[Given passage]
+ + + + +

The mechanical sympathy behind the throughput

Kafka routinely pushes gigabytes/second per broker on commodity disks. The secret is that it cooperates with the operating system instead of fighting it:

  • Sequential, append-only writes. Spinning disks and SSDs are both an order of magnitude faster at sequential IO than random IO. An append-only log is the most disk-friendly access pattern that exists.
  • The OS page cache is the read cache. Kafka does not maintain its own in-process cache. Recently written segments are still in the kernel page cache, so consumers reading the tail almost never touch disk — they read from RAM the producer just warmed. This is why lagging consumers hurt: they force cold-segment reads that evict the hot pages everyone else relies on.
  • Zero-copy via sendfile(2). To ship bytes to a consumer, Kafka asks the kernel to copy straight from the page cache to the socket — bypassing user space entirely. No serialization, no JVM heap churn. (Enabling TLS disables zero-copy, because the bytes must be encrypted in user space — a real, measurable cost of encryption.)

Design consequence: keep consumers caught up. A fleet reading the tail is cheap; a fleet replaying history competes for page cache and IO with everyone else.

Sell off the cooling rack

A bakery that sells bread straight off the cooling rack (page cache) serves a queue instantly. The moment someone orders a loaf from last week (a lagging consumer), staff must go to the cold cellar — slowing the whole counter. Kafka is fast precisely because most customers want the loaf that's still warm.

Reflect

Look at your worst-performing broker.

  • How much of its IO is tail reads vs history replays right now?
  • Which batch job replays from offset 0 during peak — and could it run off-peak?
  • Are you paying the TLS zero-copy tax on internal traffic that could use a private network instead?

+ + + + +

[Provided information]
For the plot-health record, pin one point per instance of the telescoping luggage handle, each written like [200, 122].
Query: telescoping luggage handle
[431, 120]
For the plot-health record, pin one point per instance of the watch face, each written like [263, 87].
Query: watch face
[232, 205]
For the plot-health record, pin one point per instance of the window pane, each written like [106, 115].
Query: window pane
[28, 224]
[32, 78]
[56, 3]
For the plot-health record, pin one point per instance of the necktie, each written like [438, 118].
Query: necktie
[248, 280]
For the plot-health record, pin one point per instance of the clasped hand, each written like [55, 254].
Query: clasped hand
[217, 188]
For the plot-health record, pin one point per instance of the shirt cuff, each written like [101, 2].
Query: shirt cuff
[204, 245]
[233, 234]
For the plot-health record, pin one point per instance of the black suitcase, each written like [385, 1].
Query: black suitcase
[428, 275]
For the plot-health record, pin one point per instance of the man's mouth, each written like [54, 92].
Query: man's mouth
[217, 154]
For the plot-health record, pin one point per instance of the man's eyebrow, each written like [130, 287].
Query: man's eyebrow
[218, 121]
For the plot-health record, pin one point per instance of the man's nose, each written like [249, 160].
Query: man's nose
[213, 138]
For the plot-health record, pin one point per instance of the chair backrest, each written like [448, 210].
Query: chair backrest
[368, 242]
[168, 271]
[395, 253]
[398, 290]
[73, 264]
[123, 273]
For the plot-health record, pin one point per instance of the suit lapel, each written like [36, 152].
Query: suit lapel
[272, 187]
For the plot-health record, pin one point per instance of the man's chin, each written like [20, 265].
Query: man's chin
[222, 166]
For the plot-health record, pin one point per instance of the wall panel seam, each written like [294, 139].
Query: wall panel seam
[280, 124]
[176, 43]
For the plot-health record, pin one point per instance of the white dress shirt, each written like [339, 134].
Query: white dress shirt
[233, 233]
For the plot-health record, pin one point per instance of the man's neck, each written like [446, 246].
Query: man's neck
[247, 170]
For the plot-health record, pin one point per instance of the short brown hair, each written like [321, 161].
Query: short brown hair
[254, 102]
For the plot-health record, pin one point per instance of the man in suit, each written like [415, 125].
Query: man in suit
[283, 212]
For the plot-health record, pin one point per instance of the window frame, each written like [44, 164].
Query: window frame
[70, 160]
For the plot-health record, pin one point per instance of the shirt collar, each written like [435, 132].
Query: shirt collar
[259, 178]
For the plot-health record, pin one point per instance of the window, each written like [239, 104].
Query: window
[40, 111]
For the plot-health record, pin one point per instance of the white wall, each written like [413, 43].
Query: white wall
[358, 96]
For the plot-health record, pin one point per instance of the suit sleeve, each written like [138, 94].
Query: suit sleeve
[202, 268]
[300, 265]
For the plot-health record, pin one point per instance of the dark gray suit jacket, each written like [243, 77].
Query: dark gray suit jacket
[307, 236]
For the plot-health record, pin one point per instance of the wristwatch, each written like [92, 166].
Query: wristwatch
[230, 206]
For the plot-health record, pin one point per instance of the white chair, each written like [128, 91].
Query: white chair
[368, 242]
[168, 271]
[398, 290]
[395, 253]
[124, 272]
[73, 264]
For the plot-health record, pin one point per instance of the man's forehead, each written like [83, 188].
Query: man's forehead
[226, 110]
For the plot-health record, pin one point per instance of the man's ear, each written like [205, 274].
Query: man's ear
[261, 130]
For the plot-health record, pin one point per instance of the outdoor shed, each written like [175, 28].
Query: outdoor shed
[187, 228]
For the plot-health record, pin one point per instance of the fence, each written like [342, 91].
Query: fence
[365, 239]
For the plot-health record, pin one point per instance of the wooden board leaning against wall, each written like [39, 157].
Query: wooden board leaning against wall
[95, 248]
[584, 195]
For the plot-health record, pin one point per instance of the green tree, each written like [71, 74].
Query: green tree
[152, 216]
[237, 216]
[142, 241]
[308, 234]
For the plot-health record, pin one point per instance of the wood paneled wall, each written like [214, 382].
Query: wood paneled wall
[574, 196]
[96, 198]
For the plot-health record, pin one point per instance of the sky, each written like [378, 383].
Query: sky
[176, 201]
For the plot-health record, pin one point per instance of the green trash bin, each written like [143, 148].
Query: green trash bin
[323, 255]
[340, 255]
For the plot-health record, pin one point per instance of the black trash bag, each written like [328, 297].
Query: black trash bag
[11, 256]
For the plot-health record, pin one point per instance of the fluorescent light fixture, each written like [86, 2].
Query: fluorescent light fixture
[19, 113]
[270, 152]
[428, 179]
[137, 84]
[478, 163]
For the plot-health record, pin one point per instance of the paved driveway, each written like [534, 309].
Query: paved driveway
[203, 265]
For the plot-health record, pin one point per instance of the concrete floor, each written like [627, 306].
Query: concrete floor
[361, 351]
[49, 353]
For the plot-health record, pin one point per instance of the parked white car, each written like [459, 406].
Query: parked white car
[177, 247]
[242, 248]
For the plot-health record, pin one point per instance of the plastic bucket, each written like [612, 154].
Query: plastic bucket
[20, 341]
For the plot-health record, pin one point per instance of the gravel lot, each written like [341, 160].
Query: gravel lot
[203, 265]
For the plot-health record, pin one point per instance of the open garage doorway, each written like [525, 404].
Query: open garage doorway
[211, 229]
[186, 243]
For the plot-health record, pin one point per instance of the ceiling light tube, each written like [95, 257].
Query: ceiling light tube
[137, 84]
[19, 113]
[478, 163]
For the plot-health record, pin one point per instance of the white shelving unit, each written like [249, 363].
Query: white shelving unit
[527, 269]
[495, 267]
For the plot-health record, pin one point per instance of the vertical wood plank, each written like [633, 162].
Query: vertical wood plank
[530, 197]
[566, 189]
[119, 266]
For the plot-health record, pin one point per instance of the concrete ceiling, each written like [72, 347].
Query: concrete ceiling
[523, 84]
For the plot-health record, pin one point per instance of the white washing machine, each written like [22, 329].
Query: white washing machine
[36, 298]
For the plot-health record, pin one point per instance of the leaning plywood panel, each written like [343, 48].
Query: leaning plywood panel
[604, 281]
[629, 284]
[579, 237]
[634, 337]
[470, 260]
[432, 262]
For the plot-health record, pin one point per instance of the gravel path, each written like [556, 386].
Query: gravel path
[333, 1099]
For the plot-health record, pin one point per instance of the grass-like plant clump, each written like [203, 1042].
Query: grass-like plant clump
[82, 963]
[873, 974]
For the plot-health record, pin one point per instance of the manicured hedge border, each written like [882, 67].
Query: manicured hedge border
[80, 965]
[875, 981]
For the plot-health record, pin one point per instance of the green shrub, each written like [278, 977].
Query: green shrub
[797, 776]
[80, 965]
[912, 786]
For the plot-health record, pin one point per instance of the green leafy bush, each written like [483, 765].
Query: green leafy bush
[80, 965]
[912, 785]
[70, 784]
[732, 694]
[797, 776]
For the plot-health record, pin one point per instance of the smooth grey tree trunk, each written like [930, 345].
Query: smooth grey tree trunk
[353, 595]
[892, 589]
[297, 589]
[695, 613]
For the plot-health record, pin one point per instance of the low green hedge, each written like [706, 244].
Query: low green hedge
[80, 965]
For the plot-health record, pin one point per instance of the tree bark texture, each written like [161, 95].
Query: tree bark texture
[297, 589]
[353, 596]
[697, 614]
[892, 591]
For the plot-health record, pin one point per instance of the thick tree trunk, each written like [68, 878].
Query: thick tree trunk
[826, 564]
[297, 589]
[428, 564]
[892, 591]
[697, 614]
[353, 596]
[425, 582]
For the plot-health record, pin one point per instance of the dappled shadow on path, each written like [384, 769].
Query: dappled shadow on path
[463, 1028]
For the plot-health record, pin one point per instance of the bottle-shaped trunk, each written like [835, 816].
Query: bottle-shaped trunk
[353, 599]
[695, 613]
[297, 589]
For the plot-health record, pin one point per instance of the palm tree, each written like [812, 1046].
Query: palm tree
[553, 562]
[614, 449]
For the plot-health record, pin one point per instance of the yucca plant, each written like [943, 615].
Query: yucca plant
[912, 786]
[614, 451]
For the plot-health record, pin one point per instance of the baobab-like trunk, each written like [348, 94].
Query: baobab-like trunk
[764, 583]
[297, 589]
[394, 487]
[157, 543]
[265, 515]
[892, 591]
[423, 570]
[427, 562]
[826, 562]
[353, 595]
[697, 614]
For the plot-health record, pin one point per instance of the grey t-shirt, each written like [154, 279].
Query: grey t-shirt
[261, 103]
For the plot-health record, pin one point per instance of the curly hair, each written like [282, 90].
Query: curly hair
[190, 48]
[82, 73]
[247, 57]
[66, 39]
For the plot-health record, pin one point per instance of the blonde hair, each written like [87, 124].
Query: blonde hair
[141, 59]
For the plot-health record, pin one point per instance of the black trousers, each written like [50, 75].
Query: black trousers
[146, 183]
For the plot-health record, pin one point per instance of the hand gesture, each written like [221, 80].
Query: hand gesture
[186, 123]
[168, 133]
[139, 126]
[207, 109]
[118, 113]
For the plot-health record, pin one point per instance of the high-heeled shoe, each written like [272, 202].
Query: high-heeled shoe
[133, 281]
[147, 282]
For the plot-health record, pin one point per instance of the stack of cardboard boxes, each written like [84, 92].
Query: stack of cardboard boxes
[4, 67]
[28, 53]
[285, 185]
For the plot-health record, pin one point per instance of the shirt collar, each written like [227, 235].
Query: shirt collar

+ + + + +

[Job 1]
From the Kafka throughput passage, return the part that opens with the words containing "A bakery that" and closes with "private network instead?", copied word for word.
[Job 2]
According to the Kafka throughput passage, what does Kafka use as its read cache instead of maintaining its own in-process cache?
[Job 3]
Using the Kafka throughput passage, explain why enabling TLS disables zero-copy.

[Solution 1]
A bakery that sells bread straight off the cooling rack (page cache) serves a queue instantly. The moment someone orders a loaf from last week (a lagging consumer), staff must go to the cold cellar — slowing the whole counter. Kafka is fast precisely because most customers want the loaf that's still warm.

Reflect

Look at your worst-performing broker.

  • How much of its IO is tail reads vs history replays right now?
  • Which batch job replays from offset 0 during peak — and could it run off-peak?
  • Are you paying the TLS zero-copy tax on internal traffic that could use a private network instead?

[Solution 2]
The operating system's page cache.

[Solution 3]
With TLS, the bytes must be encrypted in user space. Zero-copy works by having the kernel copy data straight from the page cache to the socket and bypassing user space entirely, so encryption rules it out.